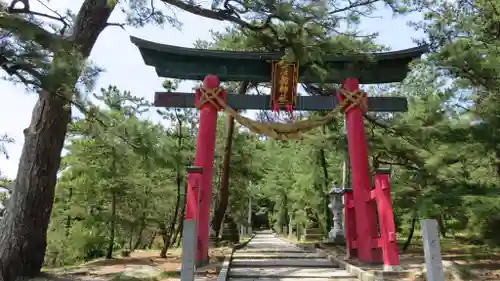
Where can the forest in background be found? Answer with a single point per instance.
(121, 186)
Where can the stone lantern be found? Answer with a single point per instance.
(336, 234)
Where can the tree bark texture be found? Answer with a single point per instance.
(23, 231)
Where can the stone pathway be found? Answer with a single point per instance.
(268, 258)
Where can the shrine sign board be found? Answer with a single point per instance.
(284, 80)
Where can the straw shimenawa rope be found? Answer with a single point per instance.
(284, 131)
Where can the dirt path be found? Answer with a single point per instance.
(141, 264)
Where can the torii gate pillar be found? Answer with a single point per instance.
(364, 207)
(205, 146)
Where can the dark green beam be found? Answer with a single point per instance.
(262, 102)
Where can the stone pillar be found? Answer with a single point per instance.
(361, 183)
(336, 234)
(205, 145)
(189, 241)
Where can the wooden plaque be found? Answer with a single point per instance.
(284, 84)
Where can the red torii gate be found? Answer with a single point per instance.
(363, 239)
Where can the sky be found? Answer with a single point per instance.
(125, 68)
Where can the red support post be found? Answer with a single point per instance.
(350, 225)
(192, 196)
(366, 227)
(386, 220)
(205, 145)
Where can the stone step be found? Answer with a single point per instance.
(271, 250)
(294, 279)
(322, 263)
(288, 272)
(277, 255)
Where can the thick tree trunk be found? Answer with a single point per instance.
(220, 209)
(324, 165)
(112, 226)
(152, 240)
(141, 231)
(23, 231)
(222, 203)
(410, 235)
(168, 237)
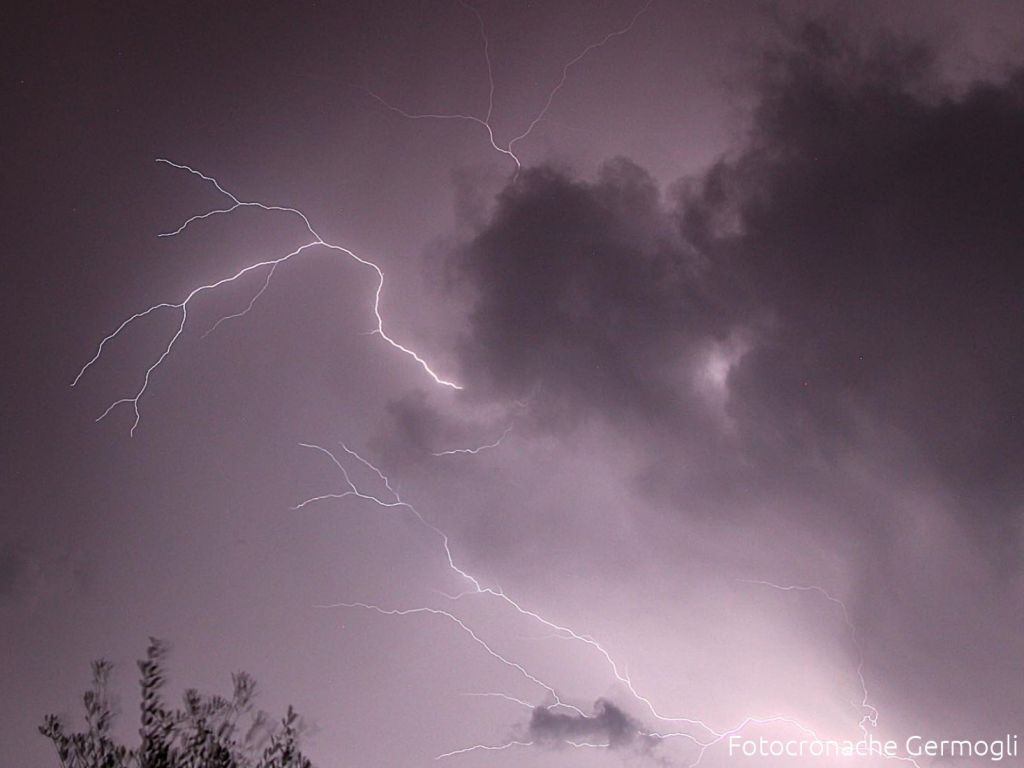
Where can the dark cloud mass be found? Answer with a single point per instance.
(607, 726)
(851, 276)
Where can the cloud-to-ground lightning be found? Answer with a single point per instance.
(508, 148)
(695, 731)
(267, 265)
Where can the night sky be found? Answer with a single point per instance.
(736, 338)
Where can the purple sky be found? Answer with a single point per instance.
(748, 315)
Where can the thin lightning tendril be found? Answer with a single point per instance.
(508, 148)
(708, 735)
(478, 449)
(869, 715)
(269, 265)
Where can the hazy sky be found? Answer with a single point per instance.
(748, 314)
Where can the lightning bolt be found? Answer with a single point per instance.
(268, 266)
(700, 734)
(869, 715)
(695, 731)
(508, 148)
(478, 449)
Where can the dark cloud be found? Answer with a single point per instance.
(607, 726)
(846, 286)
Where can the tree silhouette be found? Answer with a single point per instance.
(206, 732)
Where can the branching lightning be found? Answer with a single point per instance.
(694, 731)
(869, 715)
(269, 265)
(699, 733)
(508, 148)
(478, 449)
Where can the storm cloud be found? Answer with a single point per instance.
(608, 726)
(844, 287)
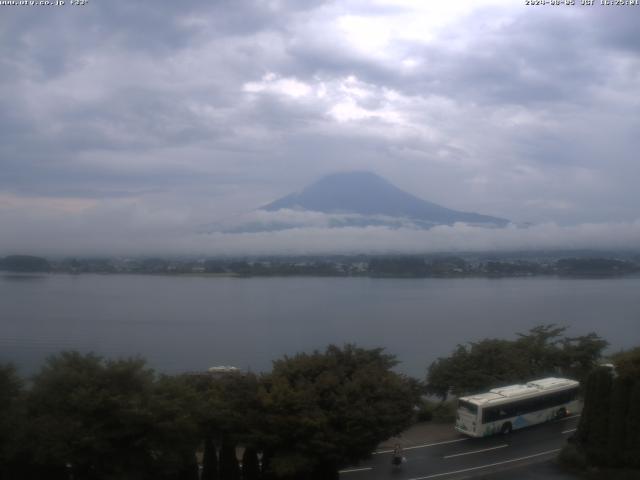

§ WHAT THE EXERCISE ASKS: Copy the stretch of records from the line containing "Where can the lightning" through the last line of the records, both ends included, requests and all, and shift every coordinate in the answers up by 7. Leave the pictures out.

§ SOLUTION TO THIS TASK:
Where can the lightning bolt be found? Answer with a single point per instance.
(275, 273)
(707, 741)
(876, 722)
(702, 738)
(515, 155)
(485, 456)
Where can the dark cloud be found? Answer with a single point per instance.
(614, 733)
(853, 293)
Where can the tree silhouette be found? Answer with a single point per instance.
(213, 739)
Where can the branching lightning be found? Answer with a single point per instance.
(701, 738)
(876, 722)
(276, 272)
(706, 740)
(515, 155)
(485, 456)
Where can the storm cloud be found? Answer with a single point per instance.
(615, 733)
(851, 294)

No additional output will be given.